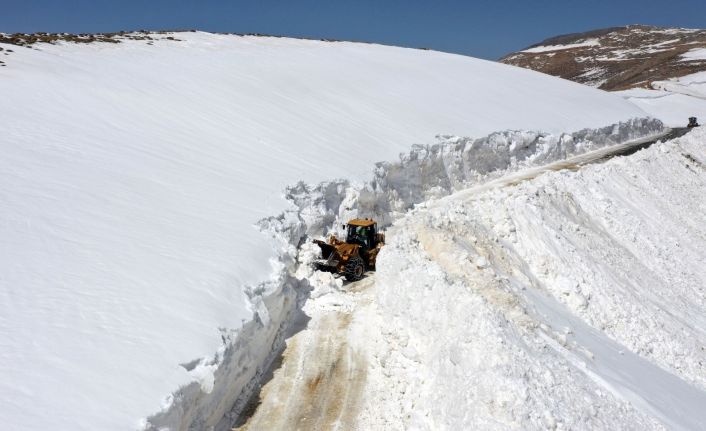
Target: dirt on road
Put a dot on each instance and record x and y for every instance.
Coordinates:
(320, 381)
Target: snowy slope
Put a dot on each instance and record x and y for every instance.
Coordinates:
(574, 300)
(133, 175)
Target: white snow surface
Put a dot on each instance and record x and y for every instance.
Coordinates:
(548, 48)
(574, 300)
(134, 174)
(694, 54)
(672, 101)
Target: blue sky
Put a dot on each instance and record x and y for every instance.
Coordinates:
(487, 29)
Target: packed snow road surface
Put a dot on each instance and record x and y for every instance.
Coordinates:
(137, 180)
(320, 381)
(556, 299)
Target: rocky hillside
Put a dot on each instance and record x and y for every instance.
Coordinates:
(618, 58)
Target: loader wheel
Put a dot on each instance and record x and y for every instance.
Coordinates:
(355, 269)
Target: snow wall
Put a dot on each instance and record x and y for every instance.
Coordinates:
(228, 381)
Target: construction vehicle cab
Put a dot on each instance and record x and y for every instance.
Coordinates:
(354, 255)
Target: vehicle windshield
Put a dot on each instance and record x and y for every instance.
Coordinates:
(358, 235)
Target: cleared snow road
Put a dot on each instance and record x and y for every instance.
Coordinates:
(322, 373)
(322, 376)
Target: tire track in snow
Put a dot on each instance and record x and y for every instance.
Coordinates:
(320, 381)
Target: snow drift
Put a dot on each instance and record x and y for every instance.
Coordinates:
(571, 301)
(132, 180)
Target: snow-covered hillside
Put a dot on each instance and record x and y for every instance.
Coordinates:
(133, 178)
(574, 300)
(673, 101)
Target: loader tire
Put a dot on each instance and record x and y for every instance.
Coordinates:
(355, 269)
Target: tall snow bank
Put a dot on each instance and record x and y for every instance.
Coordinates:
(132, 178)
(571, 301)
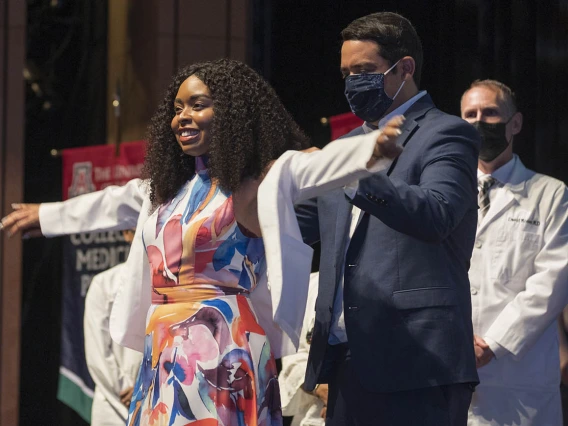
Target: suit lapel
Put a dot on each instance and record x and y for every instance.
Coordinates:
(342, 221)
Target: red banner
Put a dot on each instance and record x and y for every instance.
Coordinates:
(86, 170)
(342, 124)
(92, 168)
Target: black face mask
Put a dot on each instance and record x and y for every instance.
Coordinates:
(493, 139)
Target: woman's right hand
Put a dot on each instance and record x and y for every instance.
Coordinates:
(24, 219)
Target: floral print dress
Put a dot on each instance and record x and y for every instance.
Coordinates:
(206, 359)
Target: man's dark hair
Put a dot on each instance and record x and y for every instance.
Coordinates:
(394, 35)
(504, 93)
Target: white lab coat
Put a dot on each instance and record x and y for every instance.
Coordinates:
(519, 286)
(113, 368)
(280, 305)
(304, 407)
(114, 208)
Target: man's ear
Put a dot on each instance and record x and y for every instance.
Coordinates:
(516, 123)
(407, 67)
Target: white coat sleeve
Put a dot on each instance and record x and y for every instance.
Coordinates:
(294, 400)
(134, 297)
(339, 163)
(113, 208)
(103, 366)
(533, 310)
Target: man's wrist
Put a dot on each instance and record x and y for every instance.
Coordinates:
(311, 392)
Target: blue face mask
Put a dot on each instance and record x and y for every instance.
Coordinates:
(366, 95)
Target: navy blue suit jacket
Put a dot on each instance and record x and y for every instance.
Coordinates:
(406, 292)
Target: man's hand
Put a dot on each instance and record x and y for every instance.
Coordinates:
(126, 396)
(386, 146)
(322, 392)
(24, 219)
(483, 355)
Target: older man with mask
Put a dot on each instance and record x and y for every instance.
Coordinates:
(519, 271)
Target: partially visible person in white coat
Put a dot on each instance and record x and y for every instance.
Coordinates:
(113, 368)
(518, 274)
(306, 408)
(114, 208)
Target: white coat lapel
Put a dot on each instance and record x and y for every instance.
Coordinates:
(513, 192)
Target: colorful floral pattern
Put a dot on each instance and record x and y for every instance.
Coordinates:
(206, 360)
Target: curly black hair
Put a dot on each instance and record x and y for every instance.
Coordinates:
(250, 128)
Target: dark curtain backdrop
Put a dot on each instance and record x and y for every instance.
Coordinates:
(65, 107)
(523, 43)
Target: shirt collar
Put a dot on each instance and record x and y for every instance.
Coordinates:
(502, 174)
(401, 110)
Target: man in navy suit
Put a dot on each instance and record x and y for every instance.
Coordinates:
(393, 334)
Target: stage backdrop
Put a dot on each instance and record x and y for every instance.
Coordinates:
(85, 255)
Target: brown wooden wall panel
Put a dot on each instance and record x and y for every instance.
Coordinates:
(150, 39)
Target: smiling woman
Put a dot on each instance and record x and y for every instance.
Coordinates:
(241, 125)
(206, 358)
(194, 114)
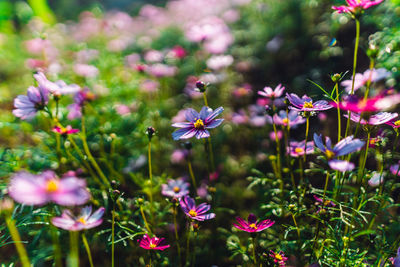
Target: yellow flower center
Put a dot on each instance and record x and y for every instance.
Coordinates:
(82, 220)
(199, 124)
(308, 105)
(193, 213)
(52, 186)
(253, 225)
(329, 154)
(176, 189)
(299, 150)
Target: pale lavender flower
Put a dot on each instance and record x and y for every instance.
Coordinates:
(31, 189)
(175, 188)
(85, 220)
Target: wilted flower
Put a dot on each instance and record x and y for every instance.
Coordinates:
(345, 146)
(153, 243)
(26, 106)
(175, 188)
(377, 119)
(292, 118)
(195, 213)
(65, 130)
(198, 123)
(296, 149)
(30, 189)
(306, 103)
(85, 220)
(272, 93)
(252, 226)
(279, 258)
(356, 6)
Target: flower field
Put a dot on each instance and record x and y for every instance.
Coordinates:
(200, 133)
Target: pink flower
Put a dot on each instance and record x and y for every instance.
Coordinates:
(153, 243)
(85, 220)
(356, 5)
(65, 130)
(30, 189)
(252, 226)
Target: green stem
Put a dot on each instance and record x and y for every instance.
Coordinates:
(23, 255)
(86, 244)
(73, 260)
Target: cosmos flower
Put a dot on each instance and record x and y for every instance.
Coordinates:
(56, 88)
(345, 146)
(292, 118)
(175, 188)
(326, 203)
(153, 243)
(356, 5)
(252, 226)
(361, 79)
(30, 189)
(296, 149)
(279, 258)
(272, 93)
(85, 220)
(306, 103)
(198, 123)
(195, 213)
(26, 106)
(377, 119)
(65, 130)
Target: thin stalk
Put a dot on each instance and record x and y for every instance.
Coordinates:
(73, 260)
(23, 255)
(192, 174)
(86, 244)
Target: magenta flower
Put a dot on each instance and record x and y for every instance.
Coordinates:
(31, 189)
(85, 220)
(198, 123)
(377, 119)
(27, 106)
(296, 149)
(195, 213)
(345, 146)
(65, 130)
(153, 243)
(252, 226)
(279, 258)
(272, 93)
(306, 104)
(292, 118)
(175, 188)
(356, 5)
(56, 88)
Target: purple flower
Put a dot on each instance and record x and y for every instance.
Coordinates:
(195, 213)
(377, 119)
(272, 93)
(85, 220)
(198, 123)
(153, 243)
(344, 147)
(175, 188)
(27, 106)
(30, 189)
(57, 88)
(252, 226)
(306, 104)
(292, 118)
(296, 149)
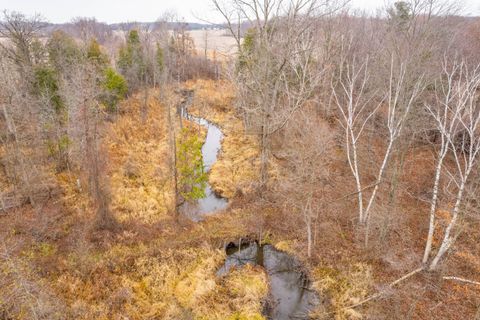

——————————

## Instructions to follow:
Can you gather every line of the material above that contains the word "floral" and copy each of those lines?

## Response to the task:
Target: floral print dress
Target: colorful floral pattern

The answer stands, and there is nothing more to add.